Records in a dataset
.....
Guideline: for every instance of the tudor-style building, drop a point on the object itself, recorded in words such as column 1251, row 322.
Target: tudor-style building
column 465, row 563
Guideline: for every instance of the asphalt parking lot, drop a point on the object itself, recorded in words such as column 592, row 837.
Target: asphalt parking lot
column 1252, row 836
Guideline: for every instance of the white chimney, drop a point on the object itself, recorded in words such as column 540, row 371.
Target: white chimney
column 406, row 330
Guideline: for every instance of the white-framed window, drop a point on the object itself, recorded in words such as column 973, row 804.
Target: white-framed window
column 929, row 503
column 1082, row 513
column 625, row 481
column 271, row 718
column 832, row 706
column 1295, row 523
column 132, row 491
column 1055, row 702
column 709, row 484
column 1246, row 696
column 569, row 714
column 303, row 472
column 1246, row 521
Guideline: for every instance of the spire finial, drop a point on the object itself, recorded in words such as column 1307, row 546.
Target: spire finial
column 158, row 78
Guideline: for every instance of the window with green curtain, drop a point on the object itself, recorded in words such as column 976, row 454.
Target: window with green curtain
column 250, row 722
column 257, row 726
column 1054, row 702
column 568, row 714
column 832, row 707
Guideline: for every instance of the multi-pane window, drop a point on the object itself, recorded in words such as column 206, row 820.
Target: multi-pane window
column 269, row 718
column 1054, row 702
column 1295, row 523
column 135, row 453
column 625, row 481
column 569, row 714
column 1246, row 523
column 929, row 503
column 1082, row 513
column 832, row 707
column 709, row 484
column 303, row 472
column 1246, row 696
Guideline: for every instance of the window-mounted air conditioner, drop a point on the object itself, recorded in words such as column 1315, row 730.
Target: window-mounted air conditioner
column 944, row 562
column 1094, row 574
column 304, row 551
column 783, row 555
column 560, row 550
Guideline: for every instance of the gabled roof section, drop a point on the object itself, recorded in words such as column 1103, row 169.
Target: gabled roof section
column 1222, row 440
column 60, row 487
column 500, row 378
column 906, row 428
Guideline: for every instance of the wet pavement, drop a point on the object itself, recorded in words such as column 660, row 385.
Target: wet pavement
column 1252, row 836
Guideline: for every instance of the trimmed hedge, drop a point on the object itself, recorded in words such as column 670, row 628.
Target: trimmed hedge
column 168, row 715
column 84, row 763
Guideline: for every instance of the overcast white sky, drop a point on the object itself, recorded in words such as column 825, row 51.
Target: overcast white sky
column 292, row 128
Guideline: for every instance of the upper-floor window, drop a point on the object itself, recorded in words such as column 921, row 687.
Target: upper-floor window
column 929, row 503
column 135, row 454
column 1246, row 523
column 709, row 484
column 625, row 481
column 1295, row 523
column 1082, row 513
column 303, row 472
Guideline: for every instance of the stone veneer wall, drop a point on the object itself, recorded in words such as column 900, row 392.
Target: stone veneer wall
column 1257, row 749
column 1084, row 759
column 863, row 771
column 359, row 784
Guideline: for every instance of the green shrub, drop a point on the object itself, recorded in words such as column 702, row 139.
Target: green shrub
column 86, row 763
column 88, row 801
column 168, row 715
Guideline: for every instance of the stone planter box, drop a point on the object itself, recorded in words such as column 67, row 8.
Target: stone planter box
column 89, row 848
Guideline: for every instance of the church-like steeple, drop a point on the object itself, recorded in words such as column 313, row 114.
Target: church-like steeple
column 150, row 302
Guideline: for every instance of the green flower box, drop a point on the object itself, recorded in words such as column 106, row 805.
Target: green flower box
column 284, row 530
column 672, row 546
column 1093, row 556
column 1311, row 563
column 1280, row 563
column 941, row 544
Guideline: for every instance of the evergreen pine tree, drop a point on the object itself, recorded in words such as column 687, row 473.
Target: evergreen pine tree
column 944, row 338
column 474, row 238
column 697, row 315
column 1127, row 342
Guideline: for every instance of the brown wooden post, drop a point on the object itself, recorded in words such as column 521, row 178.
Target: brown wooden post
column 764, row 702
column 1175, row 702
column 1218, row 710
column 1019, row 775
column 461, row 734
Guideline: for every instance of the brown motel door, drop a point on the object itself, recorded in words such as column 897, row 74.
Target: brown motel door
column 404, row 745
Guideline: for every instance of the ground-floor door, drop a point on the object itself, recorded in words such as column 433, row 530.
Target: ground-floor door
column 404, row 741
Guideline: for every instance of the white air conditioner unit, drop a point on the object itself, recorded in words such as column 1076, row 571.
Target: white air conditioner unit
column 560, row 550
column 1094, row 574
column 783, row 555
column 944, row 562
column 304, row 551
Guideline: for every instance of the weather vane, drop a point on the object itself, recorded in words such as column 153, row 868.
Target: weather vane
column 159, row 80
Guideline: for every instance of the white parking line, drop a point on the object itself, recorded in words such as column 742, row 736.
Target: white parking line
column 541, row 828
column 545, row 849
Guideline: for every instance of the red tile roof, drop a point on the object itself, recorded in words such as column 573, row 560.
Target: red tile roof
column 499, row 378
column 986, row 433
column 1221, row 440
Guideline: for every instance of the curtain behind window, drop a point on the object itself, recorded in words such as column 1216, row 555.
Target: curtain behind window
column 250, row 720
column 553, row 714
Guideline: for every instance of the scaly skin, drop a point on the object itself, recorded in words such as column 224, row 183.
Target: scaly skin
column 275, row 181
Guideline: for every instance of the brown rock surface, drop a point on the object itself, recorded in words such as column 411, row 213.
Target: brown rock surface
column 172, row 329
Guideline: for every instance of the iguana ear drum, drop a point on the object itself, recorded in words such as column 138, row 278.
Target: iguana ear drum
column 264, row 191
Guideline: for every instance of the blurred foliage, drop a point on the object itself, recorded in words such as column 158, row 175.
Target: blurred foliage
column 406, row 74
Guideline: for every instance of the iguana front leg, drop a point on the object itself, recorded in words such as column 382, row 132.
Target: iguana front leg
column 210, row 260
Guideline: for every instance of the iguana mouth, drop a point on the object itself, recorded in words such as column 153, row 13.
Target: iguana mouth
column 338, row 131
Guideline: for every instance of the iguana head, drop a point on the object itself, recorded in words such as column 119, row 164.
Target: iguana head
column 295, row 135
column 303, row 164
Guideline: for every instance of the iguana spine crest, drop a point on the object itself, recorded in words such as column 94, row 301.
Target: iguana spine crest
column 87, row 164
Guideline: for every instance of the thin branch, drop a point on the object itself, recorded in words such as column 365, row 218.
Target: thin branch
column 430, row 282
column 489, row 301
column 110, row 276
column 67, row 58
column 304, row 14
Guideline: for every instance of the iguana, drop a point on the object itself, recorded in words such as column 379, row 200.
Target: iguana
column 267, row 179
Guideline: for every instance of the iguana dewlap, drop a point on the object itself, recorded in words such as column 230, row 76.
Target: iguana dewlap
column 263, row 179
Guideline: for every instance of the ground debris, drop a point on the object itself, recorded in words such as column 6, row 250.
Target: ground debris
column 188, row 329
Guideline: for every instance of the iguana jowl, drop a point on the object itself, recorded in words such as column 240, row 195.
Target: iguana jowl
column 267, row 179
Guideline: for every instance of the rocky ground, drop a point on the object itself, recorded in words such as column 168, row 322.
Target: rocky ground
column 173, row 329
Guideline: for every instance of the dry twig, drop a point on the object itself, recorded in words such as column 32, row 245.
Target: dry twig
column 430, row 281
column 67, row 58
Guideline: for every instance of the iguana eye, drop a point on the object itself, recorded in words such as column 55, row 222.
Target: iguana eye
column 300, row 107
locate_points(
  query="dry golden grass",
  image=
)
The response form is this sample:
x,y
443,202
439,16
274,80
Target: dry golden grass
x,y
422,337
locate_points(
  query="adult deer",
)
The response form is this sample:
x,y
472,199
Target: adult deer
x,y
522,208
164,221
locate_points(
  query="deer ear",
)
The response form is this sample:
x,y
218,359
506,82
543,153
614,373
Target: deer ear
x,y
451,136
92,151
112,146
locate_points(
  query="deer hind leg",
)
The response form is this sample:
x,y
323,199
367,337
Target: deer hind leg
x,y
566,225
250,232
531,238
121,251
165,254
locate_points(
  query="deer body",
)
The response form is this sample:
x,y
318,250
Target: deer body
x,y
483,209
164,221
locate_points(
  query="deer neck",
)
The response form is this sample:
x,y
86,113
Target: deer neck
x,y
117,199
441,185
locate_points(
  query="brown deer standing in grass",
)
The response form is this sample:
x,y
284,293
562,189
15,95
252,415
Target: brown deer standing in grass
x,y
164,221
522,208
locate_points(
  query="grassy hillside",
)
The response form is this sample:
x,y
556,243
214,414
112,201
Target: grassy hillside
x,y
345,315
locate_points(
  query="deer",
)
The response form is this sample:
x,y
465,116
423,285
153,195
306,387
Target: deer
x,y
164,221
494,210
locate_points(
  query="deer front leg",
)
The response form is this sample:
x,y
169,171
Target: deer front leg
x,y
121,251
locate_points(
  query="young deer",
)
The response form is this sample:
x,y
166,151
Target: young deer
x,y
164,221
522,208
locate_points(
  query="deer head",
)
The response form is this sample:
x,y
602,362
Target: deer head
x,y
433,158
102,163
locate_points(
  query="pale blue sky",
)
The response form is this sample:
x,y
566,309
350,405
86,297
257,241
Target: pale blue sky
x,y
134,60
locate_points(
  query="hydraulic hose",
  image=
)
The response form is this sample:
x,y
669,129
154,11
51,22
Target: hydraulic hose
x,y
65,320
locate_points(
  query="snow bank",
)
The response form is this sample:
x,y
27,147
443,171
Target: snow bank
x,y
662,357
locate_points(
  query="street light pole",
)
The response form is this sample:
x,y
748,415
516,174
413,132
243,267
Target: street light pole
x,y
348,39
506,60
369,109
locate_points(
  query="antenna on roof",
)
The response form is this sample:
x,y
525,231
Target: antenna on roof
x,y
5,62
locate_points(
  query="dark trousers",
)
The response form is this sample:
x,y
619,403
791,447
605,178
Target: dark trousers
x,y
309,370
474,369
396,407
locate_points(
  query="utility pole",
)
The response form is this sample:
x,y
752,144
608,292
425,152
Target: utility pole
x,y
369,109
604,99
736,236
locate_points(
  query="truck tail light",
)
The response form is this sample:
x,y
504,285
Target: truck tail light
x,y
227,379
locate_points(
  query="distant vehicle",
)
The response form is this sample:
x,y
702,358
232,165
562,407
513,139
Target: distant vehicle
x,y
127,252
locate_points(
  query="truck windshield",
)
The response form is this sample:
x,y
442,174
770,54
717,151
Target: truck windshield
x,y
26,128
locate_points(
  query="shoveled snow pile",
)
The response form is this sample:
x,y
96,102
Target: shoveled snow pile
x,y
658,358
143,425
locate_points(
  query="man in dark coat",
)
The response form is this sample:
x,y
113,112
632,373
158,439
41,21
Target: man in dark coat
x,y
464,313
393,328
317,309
.....
Reproduce only the lines from the one containing "Guideline: for every instance of the brown motel" through the one containing "column 404, row 741", substituting "place a marker" for "drop a point" and leaving everything else unchanged.

Guideline: for every instance of the brown motel door, place a marker on the object itself, recorded in words such as column 897, row 74.
Target: brown motel door
column 404, row 745
Guideline: for every instance of the ground-floor door, place a marker on the object itself, recorded in words such as column 433, row 530.
Target: ground-floor door
column 404, row 741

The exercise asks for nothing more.